Trecho citado:

PARECER nº:

MPTC/23626/2014

PROCESSO nº:

REP 13/00667378    

ORIGEM:

Fundo Municipal de Saúde de Salto Veloso

INTERESSADO:

Nilson Feliciano de Araujo

ASSUNTO:

Peças de Ação Trabalhista - contratação temporária irregular.

 

 

 

Trata-se de representação encaminhada pela Vara do Trabalho de Videira-SC, na qual traz a conhecimento dessa Corte de Contas o acórdão proferido nos autos do recurso ordinário 0000455-90.2013.5.12.0020 e a sentença proferida nos autos do Processo n. 455/2013, referente à ação trabalhista movida por Meryeli Donadel em face do Fundo Municipal de Saúde de Salto Veloso (fls. 2-7).

Na referida decisão, o fundo municipal foi condenado ao pagamento de honorários advocatícios e indenização à funcionária, em face da sua demissão sem justa causa quando estava grávida, em afronta à garantia de emprego.

A Diretoria de Controle de Atos de Pessoal apresentou relatório técnico (fls. 17-18), por meio do qual opinou pelo conhecimento da representação, para considerá-la improcedente, por entender que não houve descumprimento da norma legal, uma vez que a confirmação da gravidez da contratada ocorreu posteriormente à sua demissão.

O que fazer:
1. Copie do parecer, sem nenhuma alteração, o trecho que começa com as palavras "Trata-se de representação" e termina com "garantia de emprego.".
2. Responda com base no parecer:
(a) Qual vara do trabalho encaminhou a representação?
(b) A que o fundo municipal foi condenado na decisão?
(c) Segundo a Diretoria de Controle de Atos de Pessoal, quando ocorreu a confirmação da gravidez da contratada?
A listagem tem origem em outra fonte.

Dados registrados:
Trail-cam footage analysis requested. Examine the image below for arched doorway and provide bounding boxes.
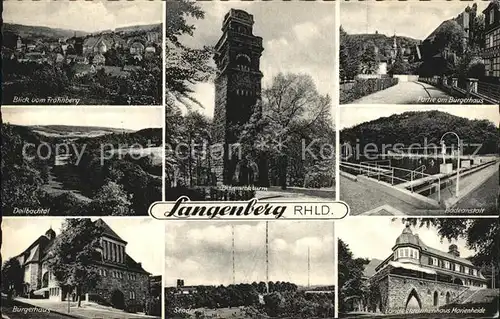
[111,289,125,309]
[453,278,464,286]
[433,291,439,307]
[405,289,422,310]
[42,271,49,288]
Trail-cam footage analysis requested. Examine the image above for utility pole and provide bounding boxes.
[266,221,269,293]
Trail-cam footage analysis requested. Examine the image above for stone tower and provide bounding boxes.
[212,9,264,185]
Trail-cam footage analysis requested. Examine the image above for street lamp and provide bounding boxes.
[440,132,460,198]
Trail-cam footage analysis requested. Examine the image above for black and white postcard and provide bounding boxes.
[339,0,500,105]
[2,0,164,106]
[2,106,163,216]
[166,1,336,201]
[335,217,499,318]
[2,217,163,319]
[164,221,336,318]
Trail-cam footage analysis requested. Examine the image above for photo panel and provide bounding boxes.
[2,0,165,107]
[164,221,337,318]
[1,217,164,319]
[2,106,164,216]
[339,0,500,105]
[165,1,336,201]
[335,217,499,318]
[339,105,500,216]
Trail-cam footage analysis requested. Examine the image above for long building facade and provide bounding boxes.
[17,219,150,309]
[366,226,487,313]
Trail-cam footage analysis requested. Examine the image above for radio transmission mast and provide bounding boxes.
[231,225,236,285]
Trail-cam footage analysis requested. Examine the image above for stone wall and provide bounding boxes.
[385,275,469,312]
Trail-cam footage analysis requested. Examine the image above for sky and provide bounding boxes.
[176,1,336,118]
[340,0,488,40]
[2,106,164,130]
[335,217,474,260]
[3,0,164,32]
[164,221,336,286]
[340,105,500,130]
[1,217,164,275]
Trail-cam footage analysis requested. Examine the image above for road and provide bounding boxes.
[2,298,68,319]
[351,82,450,104]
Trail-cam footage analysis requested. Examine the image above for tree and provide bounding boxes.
[258,73,333,189]
[388,52,411,75]
[47,218,102,307]
[339,26,360,80]
[165,0,215,109]
[402,218,500,287]
[89,181,134,216]
[2,257,24,297]
[361,45,378,74]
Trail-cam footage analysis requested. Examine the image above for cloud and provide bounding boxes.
[1,217,164,275]
[340,0,487,40]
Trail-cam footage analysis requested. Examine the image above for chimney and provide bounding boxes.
[448,245,460,257]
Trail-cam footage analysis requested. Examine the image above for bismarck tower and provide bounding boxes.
[213,9,265,185]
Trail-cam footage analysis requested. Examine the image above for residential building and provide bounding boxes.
[355,225,487,313]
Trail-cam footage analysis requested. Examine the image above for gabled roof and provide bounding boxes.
[95,218,127,244]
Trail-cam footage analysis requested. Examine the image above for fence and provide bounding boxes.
[340,78,398,104]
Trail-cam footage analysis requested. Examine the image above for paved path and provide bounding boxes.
[352,82,450,104]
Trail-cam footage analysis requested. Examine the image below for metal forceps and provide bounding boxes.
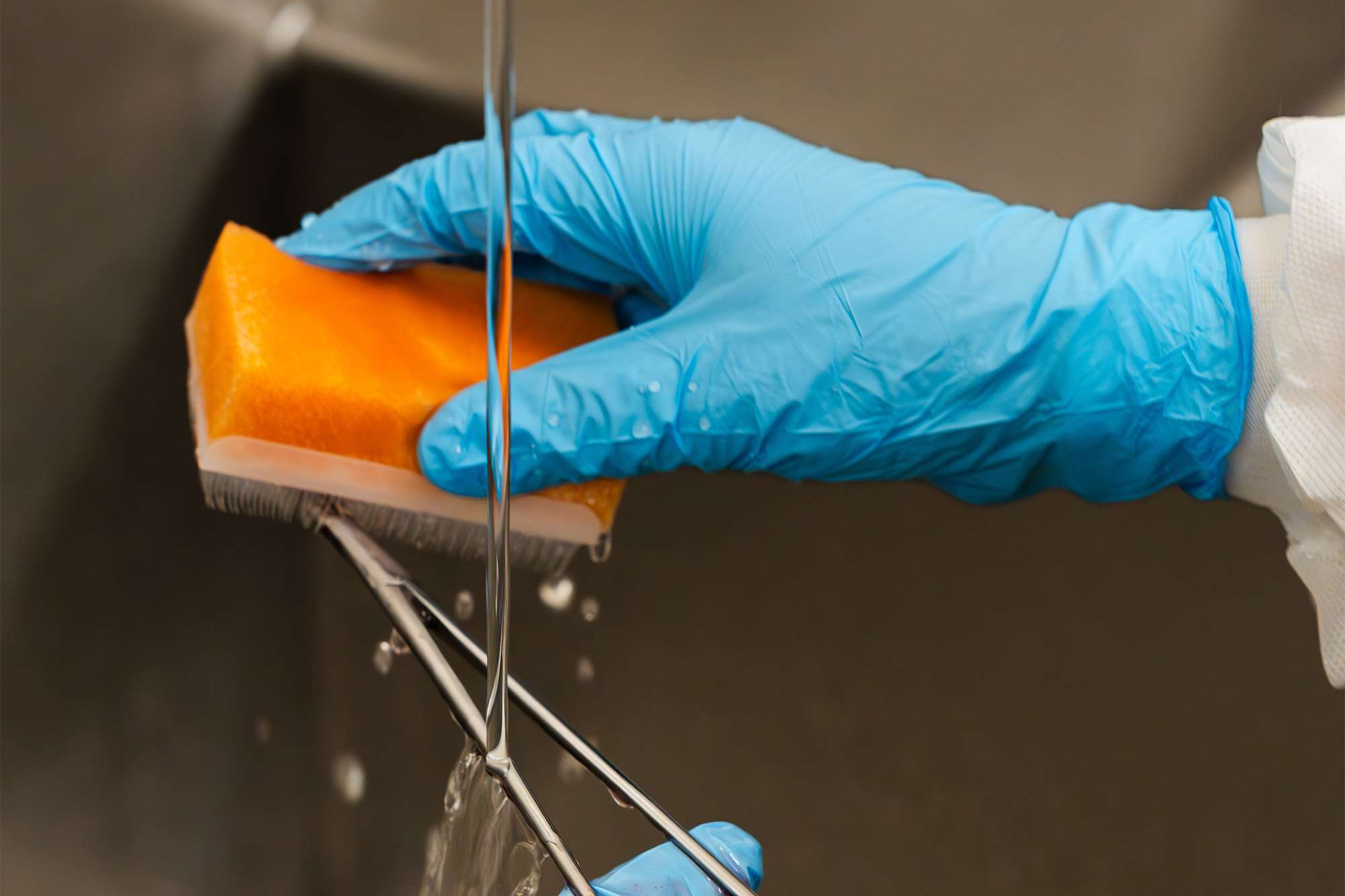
[316,507,755,896]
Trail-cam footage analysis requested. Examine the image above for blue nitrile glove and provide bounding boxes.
[561,822,761,896]
[281,112,1252,502]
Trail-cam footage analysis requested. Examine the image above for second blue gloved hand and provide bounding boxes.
[281,113,1251,502]
[561,822,761,896]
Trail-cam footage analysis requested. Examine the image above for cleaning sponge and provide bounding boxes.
[187,223,623,544]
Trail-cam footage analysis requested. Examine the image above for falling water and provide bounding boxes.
[420,745,546,896]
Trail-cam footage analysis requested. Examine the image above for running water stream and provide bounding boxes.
[420,744,546,896]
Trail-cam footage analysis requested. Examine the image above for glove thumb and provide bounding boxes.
[420,319,706,498]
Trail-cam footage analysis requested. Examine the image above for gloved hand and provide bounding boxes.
[561,822,761,896]
[281,112,1252,502]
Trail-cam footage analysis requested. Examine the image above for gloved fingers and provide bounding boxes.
[561,822,761,896]
[514,109,659,140]
[277,116,674,289]
[420,319,709,497]
[612,289,667,329]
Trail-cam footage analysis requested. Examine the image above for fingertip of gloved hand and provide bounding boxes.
[612,290,667,329]
[691,822,763,889]
[416,383,486,498]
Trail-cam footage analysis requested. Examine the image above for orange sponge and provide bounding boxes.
[187,223,623,544]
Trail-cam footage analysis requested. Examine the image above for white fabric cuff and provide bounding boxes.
[1225,118,1345,688]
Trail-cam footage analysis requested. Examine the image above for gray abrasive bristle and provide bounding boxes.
[200,471,577,573]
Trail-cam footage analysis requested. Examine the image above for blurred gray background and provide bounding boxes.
[0,0,1345,895]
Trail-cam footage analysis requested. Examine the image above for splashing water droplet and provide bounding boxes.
[420,747,546,896]
[453,588,476,622]
[332,754,364,806]
[580,598,601,622]
[374,641,393,676]
[555,749,588,784]
[589,532,612,564]
[537,573,574,614]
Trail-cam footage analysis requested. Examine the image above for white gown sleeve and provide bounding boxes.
[1227,117,1345,688]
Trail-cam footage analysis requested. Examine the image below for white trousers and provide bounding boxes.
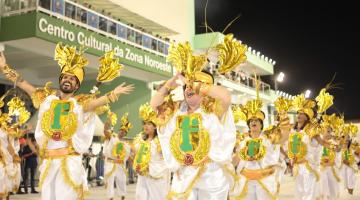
[136,175,169,200]
[295,164,320,200]
[39,156,87,200]
[106,164,126,198]
[320,166,340,200]
[341,164,356,189]
[171,163,230,200]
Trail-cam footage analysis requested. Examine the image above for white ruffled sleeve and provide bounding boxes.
[205,108,236,164]
[71,104,96,154]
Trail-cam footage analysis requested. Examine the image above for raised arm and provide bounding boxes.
[84,83,134,112]
[0,52,36,96]
[207,85,231,113]
[150,73,184,110]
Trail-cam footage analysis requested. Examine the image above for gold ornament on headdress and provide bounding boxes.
[274,97,293,119]
[96,51,124,83]
[31,82,56,109]
[139,103,157,124]
[215,34,247,74]
[55,43,89,83]
[292,94,316,119]
[120,113,132,132]
[321,114,344,136]
[231,105,247,124]
[343,123,358,137]
[107,111,117,127]
[7,97,30,126]
[315,88,334,114]
[167,42,206,80]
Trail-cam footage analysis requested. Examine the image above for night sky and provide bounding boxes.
[195,0,360,120]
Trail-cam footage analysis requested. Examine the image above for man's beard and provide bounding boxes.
[60,82,75,94]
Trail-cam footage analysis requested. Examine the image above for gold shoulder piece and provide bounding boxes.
[75,94,110,115]
[31,82,56,109]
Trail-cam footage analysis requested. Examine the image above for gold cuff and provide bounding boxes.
[106,90,119,103]
[3,65,20,82]
[199,83,212,96]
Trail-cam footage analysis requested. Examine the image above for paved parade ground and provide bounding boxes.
[10,174,360,200]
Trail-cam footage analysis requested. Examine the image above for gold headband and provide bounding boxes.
[194,72,214,84]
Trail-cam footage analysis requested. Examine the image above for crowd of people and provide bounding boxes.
[0,35,360,200]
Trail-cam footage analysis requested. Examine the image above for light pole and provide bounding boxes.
[274,72,285,91]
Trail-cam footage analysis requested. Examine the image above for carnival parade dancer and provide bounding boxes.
[0,90,30,199]
[104,112,132,200]
[150,34,246,199]
[284,89,334,200]
[320,114,344,200]
[340,124,360,195]
[230,94,291,200]
[0,44,133,200]
[133,104,170,200]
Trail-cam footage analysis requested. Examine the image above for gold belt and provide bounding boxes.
[321,160,335,167]
[107,158,124,164]
[240,166,275,180]
[44,147,80,159]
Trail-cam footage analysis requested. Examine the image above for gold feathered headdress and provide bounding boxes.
[139,103,157,124]
[215,34,247,74]
[321,113,344,136]
[342,123,358,137]
[167,34,247,84]
[292,94,316,119]
[107,110,117,128]
[0,94,31,137]
[120,113,132,133]
[55,43,89,83]
[315,88,334,114]
[96,51,124,83]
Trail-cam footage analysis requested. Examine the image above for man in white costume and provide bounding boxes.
[150,35,246,200]
[104,113,132,200]
[0,44,133,200]
[284,89,333,200]
[0,91,30,199]
[340,124,360,195]
[133,104,170,200]
[320,114,344,200]
[230,95,290,200]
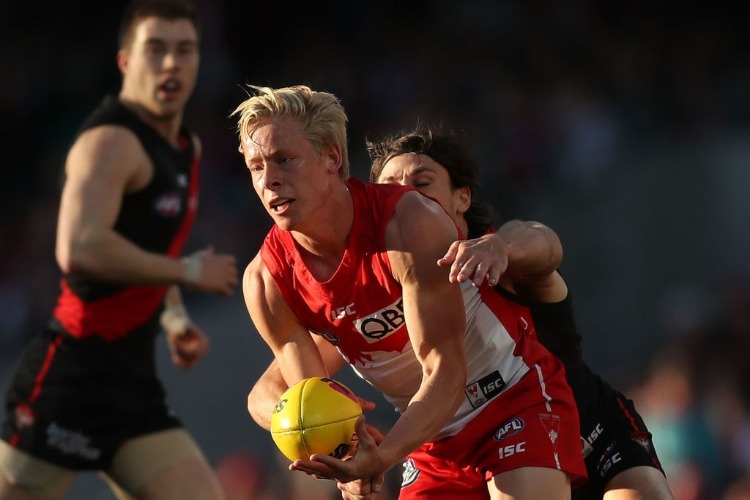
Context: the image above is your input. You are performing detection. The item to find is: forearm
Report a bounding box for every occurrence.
[247,362,288,430]
[378,367,466,470]
[497,220,563,276]
[57,230,194,285]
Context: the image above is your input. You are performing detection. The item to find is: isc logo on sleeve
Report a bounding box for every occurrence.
[465,370,505,408]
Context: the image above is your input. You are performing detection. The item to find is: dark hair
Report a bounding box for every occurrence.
[119,0,200,49]
[365,124,495,237]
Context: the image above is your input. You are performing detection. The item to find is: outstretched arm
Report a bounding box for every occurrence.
[247,338,350,430]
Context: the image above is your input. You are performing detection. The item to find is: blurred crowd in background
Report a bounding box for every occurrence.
[0,0,750,500]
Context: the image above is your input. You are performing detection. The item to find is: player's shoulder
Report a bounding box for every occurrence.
[71,124,146,159]
[386,191,458,251]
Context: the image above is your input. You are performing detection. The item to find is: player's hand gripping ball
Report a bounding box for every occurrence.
[271,377,362,461]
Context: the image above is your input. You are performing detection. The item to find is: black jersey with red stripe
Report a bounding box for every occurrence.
[53,96,198,340]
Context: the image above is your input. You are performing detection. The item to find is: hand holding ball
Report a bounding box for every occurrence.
[271,377,362,461]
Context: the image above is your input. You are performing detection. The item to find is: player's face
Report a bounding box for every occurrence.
[118,17,199,120]
[377,153,470,222]
[242,118,341,231]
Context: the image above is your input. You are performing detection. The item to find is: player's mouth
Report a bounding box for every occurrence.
[158,78,182,101]
[268,198,294,215]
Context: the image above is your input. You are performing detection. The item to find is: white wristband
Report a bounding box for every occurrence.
[180,255,203,285]
[159,304,192,334]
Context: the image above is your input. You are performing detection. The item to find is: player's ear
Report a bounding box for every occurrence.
[325,144,343,174]
[453,186,471,215]
[117,49,129,75]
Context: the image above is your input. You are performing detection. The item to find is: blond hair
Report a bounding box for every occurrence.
[230,85,349,179]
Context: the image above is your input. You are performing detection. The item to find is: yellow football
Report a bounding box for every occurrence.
[271,377,362,461]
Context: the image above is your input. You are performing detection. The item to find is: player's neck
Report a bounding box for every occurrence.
[292,186,354,281]
[120,96,182,148]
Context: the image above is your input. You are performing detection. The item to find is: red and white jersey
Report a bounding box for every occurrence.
[261,179,549,437]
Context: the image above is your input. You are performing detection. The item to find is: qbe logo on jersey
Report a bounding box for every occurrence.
[354,299,406,344]
[465,370,505,408]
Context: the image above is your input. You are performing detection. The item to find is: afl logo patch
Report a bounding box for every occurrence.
[495,417,524,441]
[154,193,182,217]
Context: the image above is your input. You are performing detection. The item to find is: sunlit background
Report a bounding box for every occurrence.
[0,0,750,500]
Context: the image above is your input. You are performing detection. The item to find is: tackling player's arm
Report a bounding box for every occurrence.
[56,125,237,294]
[242,253,328,392]
[438,220,568,302]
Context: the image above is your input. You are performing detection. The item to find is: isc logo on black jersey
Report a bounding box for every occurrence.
[354,299,406,343]
[154,193,182,217]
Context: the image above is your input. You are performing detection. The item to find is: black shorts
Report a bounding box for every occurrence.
[568,367,664,500]
[0,324,181,470]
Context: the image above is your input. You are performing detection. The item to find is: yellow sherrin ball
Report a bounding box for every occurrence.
[271,377,362,461]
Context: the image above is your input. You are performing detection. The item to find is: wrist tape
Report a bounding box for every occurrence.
[159,304,192,333]
[180,255,203,285]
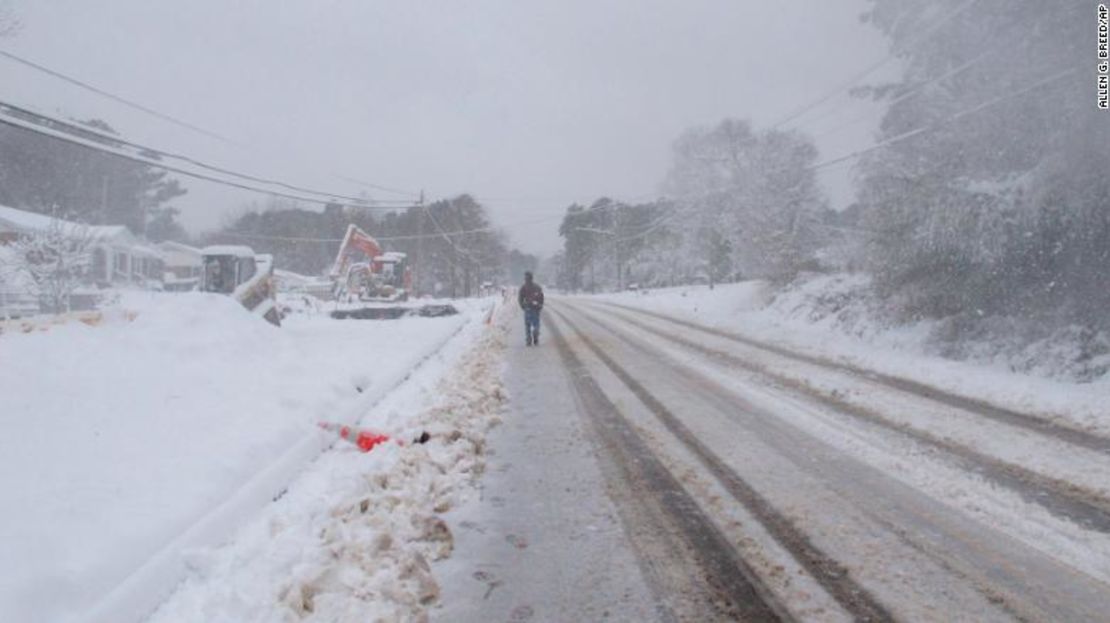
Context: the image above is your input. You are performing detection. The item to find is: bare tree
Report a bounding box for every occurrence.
[7,218,92,313]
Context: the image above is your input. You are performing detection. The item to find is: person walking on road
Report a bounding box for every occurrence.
[516,271,544,346]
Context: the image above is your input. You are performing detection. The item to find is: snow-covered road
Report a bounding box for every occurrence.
[444,299,1110,621]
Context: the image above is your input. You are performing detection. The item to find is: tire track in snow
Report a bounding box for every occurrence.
[554,311,894,621]
[599,301,1110,454]
[594,305,1110,533]
[551,312,791,622]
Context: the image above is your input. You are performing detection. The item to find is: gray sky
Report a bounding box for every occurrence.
[0,0,894,253]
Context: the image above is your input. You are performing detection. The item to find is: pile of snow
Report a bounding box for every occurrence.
[595,274,1110,433]
[0,292,483,621]
[153,304,505,623]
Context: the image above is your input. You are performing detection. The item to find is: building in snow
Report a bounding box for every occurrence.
[158,240,203,292]
[0,205,163,299]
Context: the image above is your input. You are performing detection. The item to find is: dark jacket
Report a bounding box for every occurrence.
[516,281,544,311]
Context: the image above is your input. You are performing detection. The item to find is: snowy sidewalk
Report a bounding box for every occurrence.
[0,293,490,622]
[432,312,658,622]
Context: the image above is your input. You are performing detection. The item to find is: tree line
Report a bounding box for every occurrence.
[551,0,1110,339]
[203,194,538,298]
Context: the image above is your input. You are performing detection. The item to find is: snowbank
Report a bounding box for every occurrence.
[147,299,505,623]
[0,293,484,621]
[595,279,1110,434]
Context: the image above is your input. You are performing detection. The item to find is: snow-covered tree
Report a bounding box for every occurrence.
[4,218,92,313]
[860,0,1110,325]
[665,119,825,279]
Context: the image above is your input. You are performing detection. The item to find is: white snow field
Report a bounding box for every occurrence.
[587,279,1110,434]
[151,297,506,623]
[0,293,492,622]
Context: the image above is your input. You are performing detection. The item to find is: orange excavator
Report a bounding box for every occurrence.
[329,223,412,302]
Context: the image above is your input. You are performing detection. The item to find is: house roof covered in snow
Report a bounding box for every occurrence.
[201,244,254,258]
[0,205,137,245]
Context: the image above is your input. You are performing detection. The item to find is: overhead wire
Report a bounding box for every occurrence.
[0,50,417,197]
[0,50,240,144]
[0,101,417,204]
[771,0,979,130]
[0,103,421,210]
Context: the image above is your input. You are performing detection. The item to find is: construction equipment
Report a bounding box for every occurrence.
[329,223,412,302]
[201,244,281,326]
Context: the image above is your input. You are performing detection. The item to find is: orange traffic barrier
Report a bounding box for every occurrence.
[320,422,401,452]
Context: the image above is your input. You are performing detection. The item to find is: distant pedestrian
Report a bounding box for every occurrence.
[516,271,544,346]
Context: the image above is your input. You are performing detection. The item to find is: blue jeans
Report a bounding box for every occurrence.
[524,308,539,342]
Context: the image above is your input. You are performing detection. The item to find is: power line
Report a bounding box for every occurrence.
[0,50,240,144]
[810,68,1077,170]
[771,0,979,130]
[0,101,417,203]
[0,50,416,197]
[0,108,412,210]
[336,175,420,197]
[216,217,563,243]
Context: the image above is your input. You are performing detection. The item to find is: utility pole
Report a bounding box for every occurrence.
[412,189,419,294]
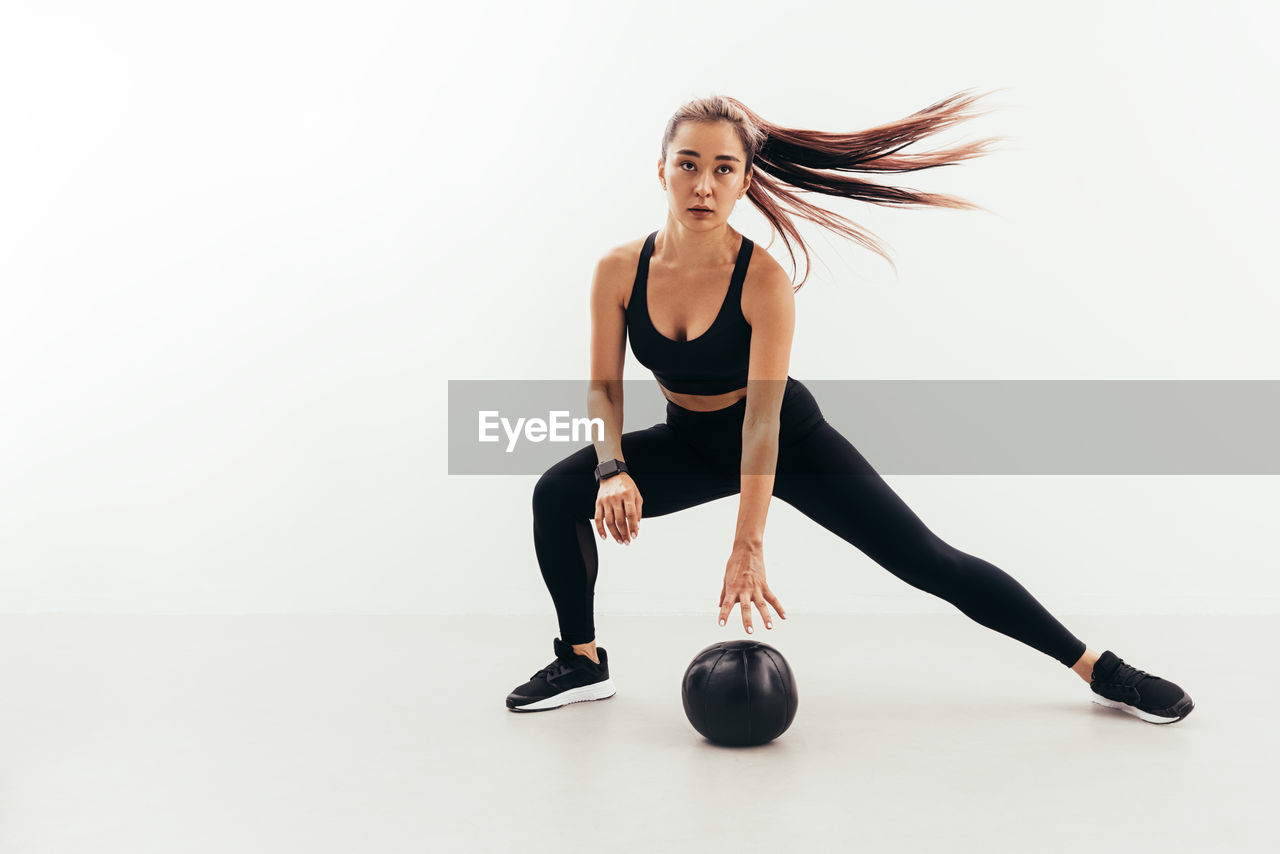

Respostas:
1.
Trata-se de representação encaminhada pela Vara do Trabalho de Videira-SC, na qual traz a conhecimento dessa Corte de Contas o acórdão proferido nos autos do recurso ordinário 0000455-90.2013.5.12.0020 e a sentença proferida nos autos do Processo n. 455/2013, referente à ação trabalhista movida por Meryeli Donadel em face do Fundo Municipal de Saúde de Salto Veloso (fls. 2-7).

Na referida decisão, o fundo municipal foi condenado ao pagamento de honorários advocatícios e indenização à funcionária, em face da sua demissão sem justa causa quando estava grávida, em afronta à garantia de emprego.

2.
(a) A Vara do Trabalho de Videira-SC.
(b) Ao pagamento de honorários advocatícios e de indenização à funcionária.
(c) Depois da demissão dela.